#### Selected excerpt
I don't recall Walleye Warrior ever saying that he ever bothered getting his in the B&C books but that he scored it according to B&C method. I don't see why anyone needs to bust his chops about whether it is 171 or not. It is no skin off my back whether it is or not. I know that it is a helluva buck and I don't think there is a person among us that would pass up an opportunity at something like that. I am not a gambling man but even if I was I would not put any money on that buck being under 170". Pictures can be deceiving. We don't know the spread beam mass, etc. 

The main thing I want to add to Walleye Warrior is congratulations on a great trophy!


----------



## Fish-N-Fool (Apr 12, 2004)

Rick - never claimed to be an expert, but I would "field judge" that rack to gross mid to high 130's. Probably a P & Y deer.

Real pretty rack!


----------



## got_a_buzz_on (Mar 17, 2005)

P&Y.........probably. looks like decent tine length......loose a few inches on the brows. 17" spread. Should gross 130+. But as we all know that gross dont mean squat. I have 4 deer that score 140+ NET on my wall all killed with the bow. now are any in the book.....nope no way no how. county killed is even too much for me. get 3500 acres leased out form under ya and you get stingy with your land.

And bkr.......not tryin to bust chops just sayin there aint no way. and i think you know what i mean. AND I WOULD STILL SHOOT THAT BIG MOTHER.

GABO


----------



## H2O Mellon (Apr 5, 2004)

Deductions will kill a deer sometimes. Whop cares if it's Pope & Young, it would be Ohio Big Buck either way, so great job, there are none of us that would pass that up & if someone says they would theyd be lying!


----------



## walleye warrior (Apr 9, 2004)

I posted this a while ago and kind of forgot about it. lots of stuff since I last looked. I had the deer scored at the sportsman den in shelby. It was scored by official scorers from the ohio big buck club in there yearly contest. I did not enter it in any of the clubs for some of the reasons mentioned by others. I like this website alot and there is alot of good people and info on it, but i rarely post here for one major reason, no matter what is posted there are always people who want to call you a liar or bust your chops about keeping a couple fish, etc, etc. What would I possible have to gain by lying about the size of this deer to a bunch of people I have never met. He grossed 171 and netted 163 due to a broken off G2 on his right side. If i can find the scoring sheet that, by the way is on ohio big buck club's official paper, I will scan it and post it for you. I have no idea where it is so I'm not making any promises. I think it's a damn shame that I need to do that, but whatever. Don't take this post the wrong way, I am certainly not trying to start anything. Just wanted to let everyone know the story with the scoring.

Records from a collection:
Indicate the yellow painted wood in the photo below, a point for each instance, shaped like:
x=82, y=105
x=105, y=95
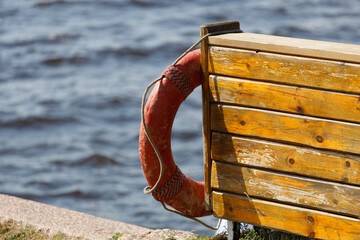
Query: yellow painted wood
x=286, y=158
x=285, y=98
x=307, y=222
x=286, y=127
x=287, y=45
x=286, y=69
x=205, y=29
x=307, y=192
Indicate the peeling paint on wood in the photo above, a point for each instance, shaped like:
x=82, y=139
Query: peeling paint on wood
x=334, y=197
x=290, y=99
x=285, y=158
x=318, y=133
x=316, y=73
x=306, y=222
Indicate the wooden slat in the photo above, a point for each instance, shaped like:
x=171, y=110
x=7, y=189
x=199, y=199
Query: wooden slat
x=293, y=46
x=280, y=157
x=205, y=29
x=329, y=196
x=286, y=127
x=306, y=222
x=285, y=98
x=299, y=71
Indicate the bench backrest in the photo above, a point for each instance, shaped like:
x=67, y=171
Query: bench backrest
x=282, y=132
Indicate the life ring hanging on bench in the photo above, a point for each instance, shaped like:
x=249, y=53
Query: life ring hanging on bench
x=175, y=189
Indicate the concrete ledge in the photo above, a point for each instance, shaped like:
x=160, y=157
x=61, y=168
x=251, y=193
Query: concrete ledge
x=53, y=220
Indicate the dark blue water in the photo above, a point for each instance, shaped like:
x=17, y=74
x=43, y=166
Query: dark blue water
x=71, y=78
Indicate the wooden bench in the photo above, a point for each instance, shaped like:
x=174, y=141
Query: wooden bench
x=281, y=120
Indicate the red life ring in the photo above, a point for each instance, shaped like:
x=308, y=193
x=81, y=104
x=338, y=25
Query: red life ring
x=175, y=189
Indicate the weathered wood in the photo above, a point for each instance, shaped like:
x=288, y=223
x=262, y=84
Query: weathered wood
x=286, y=158
x=316, y=73
x=306, y=192
x=205, y=29
x=292, y=46
x=306, y=222
x=318, y=133
x=285, y=98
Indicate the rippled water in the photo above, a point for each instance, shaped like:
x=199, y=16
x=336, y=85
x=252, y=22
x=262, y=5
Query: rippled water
x=71, y=78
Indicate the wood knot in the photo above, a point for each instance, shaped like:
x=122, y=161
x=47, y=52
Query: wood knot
x=319, y=139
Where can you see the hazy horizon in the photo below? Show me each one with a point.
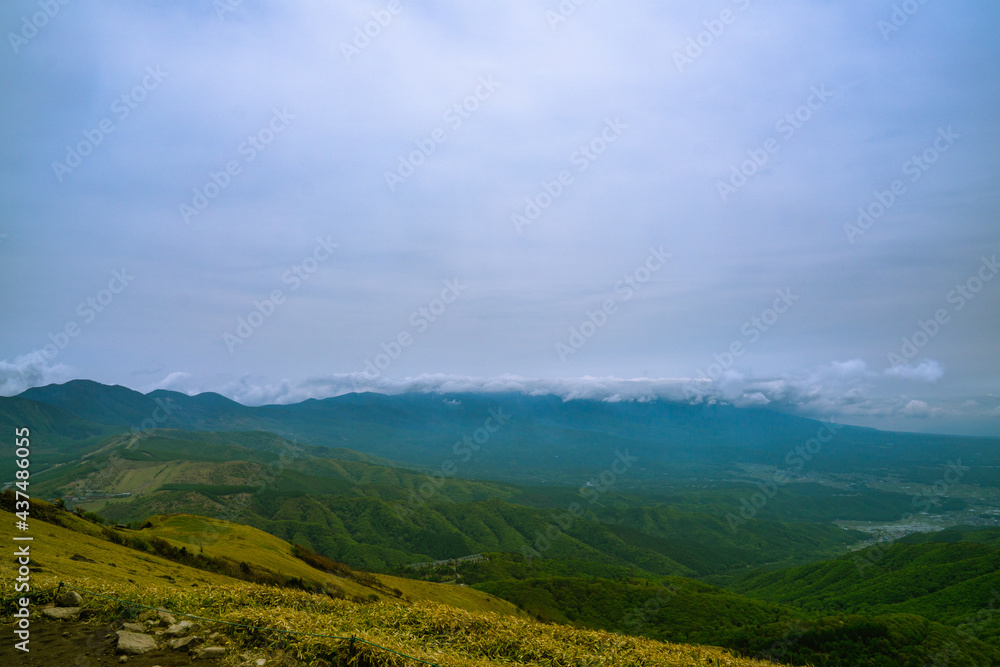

#### Written problem
Reproduce the passage of the deer-scoring thread starting at "## Fish-N-Fool (Apr" and ending at "(Mar 17, 2005)", switching every "rack" to "set of antlers".

#### Problem solution
## Fish-N-Fool (Apr 12, 2004)

Rick - never claimed to be an expert, but I would "field judge" that set of antlers to gross mid to high 130's. Probably a P & Y deer.

Real pretty set of antlers!


----------



## got_a_buzz_on (Mar 17, 2005)